## Источник
================

Нет, достопочтенный Уильям Арчер не понял бы, что я имею в виду, говоря, что походка Ирвинга — это целый язык. Он совершенно {118} не понимал актерского мастерства Ирвинга и передал свое непонимание, как эстафету, своему другу Бернарду Шоу. Впрочем, Арчер старался всегда говорить правду.

Будучи театральным критиком, причем одним из выдающихся критиков своего времени, Арчер, думается, должен был бы приложить максимум усилий к тому, чтобы понять великого трагика века, — не только потому, что он был велик и знаменит, но и по другой, более интересной причине: Ирвинг был труден для понимания, но тот, кто сумел бы дать вдумчивое истолкование искусства этого превосходного актера, оставил бы после себя книгу, по которой могли бы учиться играть английские актеры грядущих поколений. Вот что мог бы сделать Арчер, обладай он достаточным пониманием, но как раз этого он и не сделал.

Оценить Ирвинга в общем и целом — так, как оценивала его публика, — было не так уж трудно, но для того, чтобы с любознательностью и восхищением знатока разобраться в его актерской технике, необходимо было знать и понимать драматическое искусство, приемы которого изучаются и используются в течение сотен лет во всем мире. Такого понимания Уильяму Арчеру как раз и не хватило.

================

## Исходные данные

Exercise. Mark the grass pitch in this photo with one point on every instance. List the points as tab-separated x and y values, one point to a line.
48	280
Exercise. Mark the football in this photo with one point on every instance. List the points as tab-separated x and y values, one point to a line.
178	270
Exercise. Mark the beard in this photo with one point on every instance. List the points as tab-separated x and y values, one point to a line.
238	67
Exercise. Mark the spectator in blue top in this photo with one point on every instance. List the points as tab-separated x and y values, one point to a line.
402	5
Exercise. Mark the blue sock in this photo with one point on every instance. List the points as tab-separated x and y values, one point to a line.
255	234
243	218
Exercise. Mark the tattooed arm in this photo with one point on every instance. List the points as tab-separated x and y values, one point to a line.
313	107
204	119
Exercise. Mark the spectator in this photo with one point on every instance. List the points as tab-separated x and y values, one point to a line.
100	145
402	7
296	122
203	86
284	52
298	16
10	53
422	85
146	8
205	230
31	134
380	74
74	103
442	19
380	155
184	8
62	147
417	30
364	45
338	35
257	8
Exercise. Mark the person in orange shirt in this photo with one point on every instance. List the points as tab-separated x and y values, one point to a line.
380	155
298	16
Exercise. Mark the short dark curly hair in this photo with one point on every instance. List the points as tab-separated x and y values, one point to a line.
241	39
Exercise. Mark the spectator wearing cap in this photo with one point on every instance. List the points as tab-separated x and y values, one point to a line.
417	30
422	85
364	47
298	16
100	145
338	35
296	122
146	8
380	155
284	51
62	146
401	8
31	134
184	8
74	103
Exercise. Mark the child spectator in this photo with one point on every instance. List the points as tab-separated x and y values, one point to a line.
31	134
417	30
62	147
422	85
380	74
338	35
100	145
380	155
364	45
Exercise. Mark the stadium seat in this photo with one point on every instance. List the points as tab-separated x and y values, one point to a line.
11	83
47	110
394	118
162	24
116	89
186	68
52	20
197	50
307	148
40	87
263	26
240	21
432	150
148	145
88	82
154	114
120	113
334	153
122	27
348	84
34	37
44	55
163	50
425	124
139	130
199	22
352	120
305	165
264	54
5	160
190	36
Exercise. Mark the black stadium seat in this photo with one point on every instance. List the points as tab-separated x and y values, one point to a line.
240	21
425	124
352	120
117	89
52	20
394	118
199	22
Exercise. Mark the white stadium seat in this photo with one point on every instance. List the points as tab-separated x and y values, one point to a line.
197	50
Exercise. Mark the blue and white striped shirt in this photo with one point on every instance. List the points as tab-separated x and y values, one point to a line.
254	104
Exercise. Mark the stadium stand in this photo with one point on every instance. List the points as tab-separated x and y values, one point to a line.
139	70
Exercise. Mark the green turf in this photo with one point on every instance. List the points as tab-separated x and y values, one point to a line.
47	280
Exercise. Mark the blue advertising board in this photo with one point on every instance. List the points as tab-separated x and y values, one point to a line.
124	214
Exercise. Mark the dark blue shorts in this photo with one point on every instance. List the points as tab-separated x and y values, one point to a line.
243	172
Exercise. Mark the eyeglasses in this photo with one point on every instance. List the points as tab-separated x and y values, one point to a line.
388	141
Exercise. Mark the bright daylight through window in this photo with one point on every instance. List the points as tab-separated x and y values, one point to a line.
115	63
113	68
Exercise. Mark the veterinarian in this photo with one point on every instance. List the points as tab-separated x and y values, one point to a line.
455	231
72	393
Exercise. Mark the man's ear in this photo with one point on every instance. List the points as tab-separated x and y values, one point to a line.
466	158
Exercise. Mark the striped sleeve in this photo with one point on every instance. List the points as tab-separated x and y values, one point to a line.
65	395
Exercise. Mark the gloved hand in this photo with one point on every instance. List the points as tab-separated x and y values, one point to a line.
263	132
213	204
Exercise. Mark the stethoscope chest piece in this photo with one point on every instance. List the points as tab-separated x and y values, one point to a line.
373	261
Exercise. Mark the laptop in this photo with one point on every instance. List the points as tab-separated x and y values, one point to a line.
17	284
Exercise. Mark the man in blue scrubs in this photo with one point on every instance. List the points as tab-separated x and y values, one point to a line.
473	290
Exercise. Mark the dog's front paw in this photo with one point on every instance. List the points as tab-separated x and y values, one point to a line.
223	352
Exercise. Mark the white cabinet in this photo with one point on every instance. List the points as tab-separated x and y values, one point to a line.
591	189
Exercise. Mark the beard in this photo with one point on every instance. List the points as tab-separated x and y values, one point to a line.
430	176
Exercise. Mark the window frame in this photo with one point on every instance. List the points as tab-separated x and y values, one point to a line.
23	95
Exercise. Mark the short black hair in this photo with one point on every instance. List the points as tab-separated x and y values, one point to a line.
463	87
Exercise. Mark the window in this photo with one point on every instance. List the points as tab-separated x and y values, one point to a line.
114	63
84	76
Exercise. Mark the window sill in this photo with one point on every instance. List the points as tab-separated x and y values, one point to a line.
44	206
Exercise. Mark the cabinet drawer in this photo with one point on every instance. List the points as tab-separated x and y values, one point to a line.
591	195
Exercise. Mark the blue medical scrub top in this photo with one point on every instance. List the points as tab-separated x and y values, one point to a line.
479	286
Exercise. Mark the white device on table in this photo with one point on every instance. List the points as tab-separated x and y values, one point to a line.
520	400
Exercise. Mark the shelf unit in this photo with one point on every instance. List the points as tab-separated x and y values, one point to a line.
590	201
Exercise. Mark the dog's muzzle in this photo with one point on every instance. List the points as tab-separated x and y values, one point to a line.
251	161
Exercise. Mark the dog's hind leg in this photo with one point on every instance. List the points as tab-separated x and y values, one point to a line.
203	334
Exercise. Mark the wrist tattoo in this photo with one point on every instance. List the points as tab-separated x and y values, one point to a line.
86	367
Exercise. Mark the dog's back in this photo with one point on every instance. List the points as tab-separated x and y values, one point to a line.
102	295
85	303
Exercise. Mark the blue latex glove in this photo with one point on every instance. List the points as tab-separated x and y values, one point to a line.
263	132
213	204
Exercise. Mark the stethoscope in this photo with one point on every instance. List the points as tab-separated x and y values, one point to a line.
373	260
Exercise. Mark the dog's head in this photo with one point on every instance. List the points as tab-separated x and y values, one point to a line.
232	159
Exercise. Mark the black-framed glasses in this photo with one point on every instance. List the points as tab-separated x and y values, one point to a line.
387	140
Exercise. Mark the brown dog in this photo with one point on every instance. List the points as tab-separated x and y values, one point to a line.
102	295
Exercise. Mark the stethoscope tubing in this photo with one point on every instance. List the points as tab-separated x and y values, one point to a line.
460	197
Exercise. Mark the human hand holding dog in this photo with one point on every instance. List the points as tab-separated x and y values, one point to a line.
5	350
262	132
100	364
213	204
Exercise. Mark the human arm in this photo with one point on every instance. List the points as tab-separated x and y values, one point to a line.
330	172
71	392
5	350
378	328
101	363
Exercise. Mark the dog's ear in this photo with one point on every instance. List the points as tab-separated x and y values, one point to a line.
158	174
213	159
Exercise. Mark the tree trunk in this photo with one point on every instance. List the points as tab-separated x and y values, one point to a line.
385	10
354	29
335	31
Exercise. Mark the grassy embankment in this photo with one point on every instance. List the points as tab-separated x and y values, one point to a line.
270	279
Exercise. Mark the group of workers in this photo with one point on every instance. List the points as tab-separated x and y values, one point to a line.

================

## Письменное задание
Повторите дословно отрывок из текста об Арчере и Ирвинге, начиная со слов «Будучи театральным критиком, причем» и заканчивая словами «и не сделал.».

## Результат задания
Будучи театральным критиком, причем одним из выдающихся критиков своего времени, Арчер, думается, должен был бы приложить максимум усилий к тому, чтобы понять великого трагика века, — не только потому, что он был велик и знаменит, но и по другой, более интересной причине: Ирвинг был труден для понимания, но тот, кто сумел бы дать вдумчивое истолкование искусства этого превосходного актера, оставил бы после себя книгу, по которой могли бы учиться играть английские актеры грядущих поколений. Вот что мог бы сделать Арчер, обладай он достаточным пониманием, но как раз этого он и не сделал.